Try it ▸
Word-for-word reproduction, images excluded: copy every entry below.

Dataset entries ▸
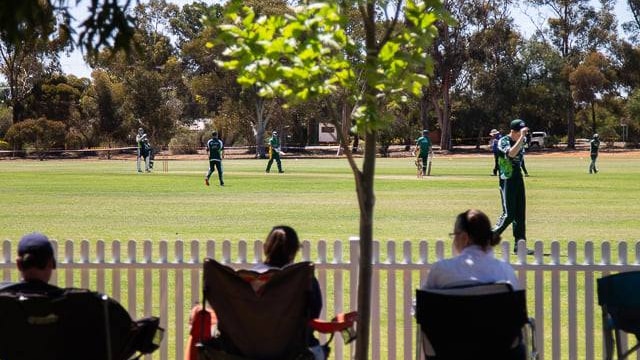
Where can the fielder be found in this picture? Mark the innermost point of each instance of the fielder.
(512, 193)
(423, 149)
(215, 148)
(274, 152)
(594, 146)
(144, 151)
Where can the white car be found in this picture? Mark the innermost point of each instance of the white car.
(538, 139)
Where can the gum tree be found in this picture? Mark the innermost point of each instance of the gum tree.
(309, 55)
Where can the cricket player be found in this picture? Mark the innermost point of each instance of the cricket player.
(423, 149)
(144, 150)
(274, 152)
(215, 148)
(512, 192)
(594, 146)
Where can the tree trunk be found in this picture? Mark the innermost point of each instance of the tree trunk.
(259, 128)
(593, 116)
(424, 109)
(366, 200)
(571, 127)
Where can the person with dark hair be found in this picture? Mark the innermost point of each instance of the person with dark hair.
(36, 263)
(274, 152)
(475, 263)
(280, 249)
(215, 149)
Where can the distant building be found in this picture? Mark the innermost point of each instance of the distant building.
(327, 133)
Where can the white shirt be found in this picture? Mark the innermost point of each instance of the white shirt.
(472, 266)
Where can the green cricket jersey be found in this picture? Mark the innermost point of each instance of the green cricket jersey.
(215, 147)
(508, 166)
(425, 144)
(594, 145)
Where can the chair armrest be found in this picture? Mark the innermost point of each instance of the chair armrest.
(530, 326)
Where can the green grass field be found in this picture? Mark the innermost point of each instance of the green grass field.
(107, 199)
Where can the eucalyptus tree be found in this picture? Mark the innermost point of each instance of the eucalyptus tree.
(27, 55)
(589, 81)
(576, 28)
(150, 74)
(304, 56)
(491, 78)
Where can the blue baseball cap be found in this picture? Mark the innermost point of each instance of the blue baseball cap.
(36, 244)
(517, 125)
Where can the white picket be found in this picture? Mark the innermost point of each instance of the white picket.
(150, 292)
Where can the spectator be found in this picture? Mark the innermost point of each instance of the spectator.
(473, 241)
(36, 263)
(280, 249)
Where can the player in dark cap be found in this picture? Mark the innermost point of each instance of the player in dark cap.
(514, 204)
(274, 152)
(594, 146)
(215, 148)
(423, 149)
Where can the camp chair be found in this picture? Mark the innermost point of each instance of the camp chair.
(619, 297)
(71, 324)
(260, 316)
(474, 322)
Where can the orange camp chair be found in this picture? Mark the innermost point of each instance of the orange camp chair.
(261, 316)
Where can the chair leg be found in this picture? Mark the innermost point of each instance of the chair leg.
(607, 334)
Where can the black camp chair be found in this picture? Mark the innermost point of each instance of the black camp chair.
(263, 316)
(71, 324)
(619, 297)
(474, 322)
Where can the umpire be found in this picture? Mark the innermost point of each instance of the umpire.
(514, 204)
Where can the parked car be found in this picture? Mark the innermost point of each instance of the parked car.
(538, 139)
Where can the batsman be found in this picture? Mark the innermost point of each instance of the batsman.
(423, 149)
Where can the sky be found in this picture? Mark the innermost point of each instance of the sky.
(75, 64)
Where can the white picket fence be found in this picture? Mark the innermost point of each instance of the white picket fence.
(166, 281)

Output of the task ▸
Where can the fielder be found in this picture? Mark the innermost point of each instance of the fielder.
(512, 193)
(423, 149)
(215, 148)
(274, 152)
(594, 146)
(144, 151)
Where can the white car be found in this picture? Mark the innermost point of each instance of the white car.
(538, 139)
Where can the gum tree be found in this picture? Mark the innermost point of each instance of the gum tree.
(309, 55)
Where can the cricket player be found in this picture? Mark the innermost point of each instance of the cricket player.
(423, 149)
(144, 150)
(274, 152)
(215, 148)
(512, 192)
(594, 146)
Where can the tree trunk be found in this picture? Mark the innermost point of each instance of the tree trunk.
(259, 128)
(593, 116)
(424, 109)
(366, 200)
(571, 127)
Where can the person with dark hair be found in this picture? Mark the innermost point of each instance of the person with dark hair.
(36, 263)
(274, 152)
(475, 263)
(280, 249)
(215, 149)
Where can the distant building be found in this picture? Mark the innermost point of each instance of the distant building.
(327, 133)
Where can the white shirt be found in this picture? Mark the innermost point of each instance of the white shirt.
(472, 266)
Where can the green cricket jersey be found in this picture? Mark the innermost point of each instance of the green cricket jersey.
(215, 147)
(508, 166)
(425, 144)
(594, 145)
Where can the chair armrest be found in this picture? Mark the innermost point of each instance of the chair armrest.
(530, 326)
Where can the green grass field be found in this picture? Mark the innermost point of each instance of the green grass field.
(107, 199)
Where can the eucalyptus tree be found in this picture? Mark the innermost point of each instance of the eucalyptus tree.
(27, 55)
(589, 81)
(576, 28)
(150, 74)
(304, 56)
(491, 78)
Where can the blue baseball cap be found in this picture? Mark the innermost point of each instance of the blue baseball cap.
(36, 244)
(517, 125)
Where can the white picket be found in this picture? Mark the innermost point of each instance of the white picket.
(150, 292)
Where can the spectator be found in this picture? Mark the innermost point of each instance of the spectator.
(473, 241)
(36, 263)
(280, 249)
Where can the player in dark cap be found in this picture? Mark the innermost point of each instance of the player in dark cap.
(514, 204)
(274, 152)
(594, 146)
(215, 148)
(423, 149)
Where can the camp chair be found in this picture? Mark the innermost point of each instance of the camp chair.
(619, 297)
(71, 324)
(260, 316)
(474, 322)
Where can the orange camp chair be found in this picture? Mark the innermost point of each instance of the orange camp chair.
(261, 316)
Where can the chair leg be found in this picture? Mark the innermost point of each instance of the chair leg.
(607, 334)
Where can the black camp chair be found in this picture? Mark the innermost point of each instance of the black camp chair.
(263, 316)
(71, 324)
(619, 297)
(474, 322)
Where can the umpire be found in this picture? Mark the innermost point of each instance of the umpire.
(514, 204)
Where can the parked car be found in this picture? Mark the innermost point of each instance of the parked car.
(538, 139)
Where can the batsman be found in this picture? Mark the innermost point of each instance of the batsman.
(423, 149)
Where can the sky be found in this picture? Mark the innermost point of each instance of the sky.
(75, 64)
Where can the white picket fence be found in this picture? Mark the innermost point of each instance of the white picket fence.
(166, 281)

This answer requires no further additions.